_Directives_:
[a] Render this sentence from the sailboat forum thread in Spanish: "Steel is a bit more maintenance than fibreglass but it is strong and easily repaired when things happen to it."
[b] Carry the sailboat forum thread forward from its final sentence.

++++ Text to read ++++

At 60 secs a mile faster for the aloha, that is a BUNCH! 20 miles equal 20 min longer minimum!2000 miles is 2000 minutes or 33 hrs! ie 1.5-2 days longer! I like sailing, but not that well!

In fact, a bleeping old shoe westsnail 32 std or tall rig is faster! granted not by much, but faster! A catalina 25 is faster........
WESTSAIL 28 268 268 267
WESTSAIL 32 195 228 213
WESTSAIL 32 SM 252 252 252

Marty


----------



## TSOJOURNER (Dec 16, 1999)

Certainly the additional sail area would help but the hull shape and the condition of the sails are also big factors. The Bayfield will never be an agile boat - they are just not shaped that way.

The Bayfield has a long keel on the bottom. When you are coming about there is a lot of lateral resistance. You really have to steer the boat through the tack and it takes quite a bit longer to turn than a fin-keeled boat. The chance of getting into irons - where the boat stalls - is much greater with a long - keeled boat. It takes more effort to make them change direction, hence the "sluggish" feel that they have on the hand.

Fin keeled boats, with deeper, narrower appendages are able to almost pivot around the keel, hence they tack quickly and feel a lot more responsive to the helm. 

On the plus side - the long-keeled boats track well - they are less bothered by wave action and they require less effort to keep them on a course. The fin keels require a lot more attention to stay on one bearing, they are more easily buffeted by waves.

Boats with the extremely narrow, long bulb keels need a constant hand to keep them going in a straight line.

When you are cruising this becomes a consideration if you are using an autopilot - the Bayfield is going to draw less electricity to maintain its course than a shorter keeled boat will. 

If you are determined to obtain a fast cruising boat you might think about a multihull. I personally don't like them but they are often faster than monohulls and are undeniably roomy.

Looking at the areas you mention you'd like to cruise - the first thing that springs to mind is that you want a steel boat - ice can do things to a cold, brittle plastic hull. Steel is a bit more maintenance than fibreglass but it is strong and easily repaired when things happen to it.

If you do decide to stick with fibreglass you'd do well to look along the east coast of the US as well as in the Great Lakes area. If you can find a Caliber or a Sabre, an Alberg 35 or 37, Cape Dory, Little Harbor, Hinckley, Pacific Seacraft, Valiant, Island Packet or such boat you'll be in good shape for cruising.

I get the impression that you are in the process of gaining your sailing experience. The best thing you can do at this point is buy a CS22/C&C24/Catalina 22 and really learn how to sail, navigate, anchor, use a radio, conduct a MOB rescue and change a headsail in heavy weather. Get a fairly inexpensive boat, learn how to maintain and care for her and then move up.

++++ Data ++++

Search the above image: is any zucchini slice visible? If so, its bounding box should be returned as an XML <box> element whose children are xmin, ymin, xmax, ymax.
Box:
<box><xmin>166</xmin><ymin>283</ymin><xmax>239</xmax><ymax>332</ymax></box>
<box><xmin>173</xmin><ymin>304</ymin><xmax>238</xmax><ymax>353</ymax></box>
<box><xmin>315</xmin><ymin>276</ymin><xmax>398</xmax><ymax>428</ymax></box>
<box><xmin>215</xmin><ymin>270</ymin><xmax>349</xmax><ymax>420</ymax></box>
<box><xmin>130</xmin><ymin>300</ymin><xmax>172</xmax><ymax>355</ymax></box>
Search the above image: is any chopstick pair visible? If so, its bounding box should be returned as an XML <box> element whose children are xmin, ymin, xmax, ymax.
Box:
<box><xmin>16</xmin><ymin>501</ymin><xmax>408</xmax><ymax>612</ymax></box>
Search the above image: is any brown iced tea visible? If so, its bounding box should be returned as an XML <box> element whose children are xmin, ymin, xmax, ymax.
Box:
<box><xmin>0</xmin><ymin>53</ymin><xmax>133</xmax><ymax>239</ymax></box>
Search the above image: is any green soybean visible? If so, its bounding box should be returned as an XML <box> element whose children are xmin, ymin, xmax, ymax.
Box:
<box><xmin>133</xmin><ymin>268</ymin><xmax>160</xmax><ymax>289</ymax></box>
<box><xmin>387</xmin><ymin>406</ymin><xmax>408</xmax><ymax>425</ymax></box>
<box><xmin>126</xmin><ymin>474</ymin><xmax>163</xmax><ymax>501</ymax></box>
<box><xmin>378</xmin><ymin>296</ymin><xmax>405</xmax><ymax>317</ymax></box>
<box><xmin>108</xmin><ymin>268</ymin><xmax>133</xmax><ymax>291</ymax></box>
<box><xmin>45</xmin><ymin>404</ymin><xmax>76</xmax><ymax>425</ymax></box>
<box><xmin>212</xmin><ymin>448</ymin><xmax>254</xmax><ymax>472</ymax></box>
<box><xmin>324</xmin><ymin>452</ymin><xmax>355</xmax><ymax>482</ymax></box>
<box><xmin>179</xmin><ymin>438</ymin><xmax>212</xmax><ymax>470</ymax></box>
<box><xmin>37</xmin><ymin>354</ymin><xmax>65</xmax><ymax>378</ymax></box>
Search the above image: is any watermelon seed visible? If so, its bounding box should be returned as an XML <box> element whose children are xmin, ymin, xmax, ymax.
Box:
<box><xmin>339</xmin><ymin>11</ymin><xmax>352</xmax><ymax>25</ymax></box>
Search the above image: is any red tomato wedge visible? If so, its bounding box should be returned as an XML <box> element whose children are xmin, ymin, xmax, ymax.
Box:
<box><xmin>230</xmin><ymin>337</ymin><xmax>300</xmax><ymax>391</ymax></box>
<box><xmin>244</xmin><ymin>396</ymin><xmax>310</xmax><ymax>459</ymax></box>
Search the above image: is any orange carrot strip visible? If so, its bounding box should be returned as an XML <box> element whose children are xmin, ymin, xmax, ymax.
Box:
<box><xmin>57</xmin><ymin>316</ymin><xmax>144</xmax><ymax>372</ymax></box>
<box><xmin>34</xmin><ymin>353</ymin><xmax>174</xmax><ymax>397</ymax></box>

++++

_Answers to the exercise_:
[a] El acero requiere un poco más de mantenimiento que la fibra de vidrio, pero es resistente y se repara fácilmente cuando le pasa algo.

[b]
You can be sure that the things that are important to you right now will not be so critical once you have developed a greater level of confidence and broadened your experience base.

Good Luck !


----------



## zAr (Feb 22, 2009)

blt2ski said:


> PHRF ratings for some bayfields
> 
> BAYFIELD 29 219 237 234
> BAYFIELD 30/32 222 237 228
> ...


I'm not intending to race the boat, and while I confess I don't understand PHRF ratings, am I right in interpreting those numbers as the Bayfield 32 being faster than the 32C? They added a taller mast to the 32 in order to improve speed, called it the 32C, yet wound up with a slower boat?


----------



## blt2ski (May 5, 2005)

When I or others for that matter post PHRF ratings as comparisons, it is not so you know the race ratings. BUT, to show as you as I believe you are seeing, is what is the faster boat per say. But yes, the lower the numbers, the faster the boat is. The first number is the nations "fastest" rating, the next the nations lowest rating and last of the three the ave for ALL regions ratings. 

So the above examples I gave for miles to a given point 20 miles away or a longer crossing of say 2000 miles, those would be approx loner times to make a given distance, using the ratings as an example.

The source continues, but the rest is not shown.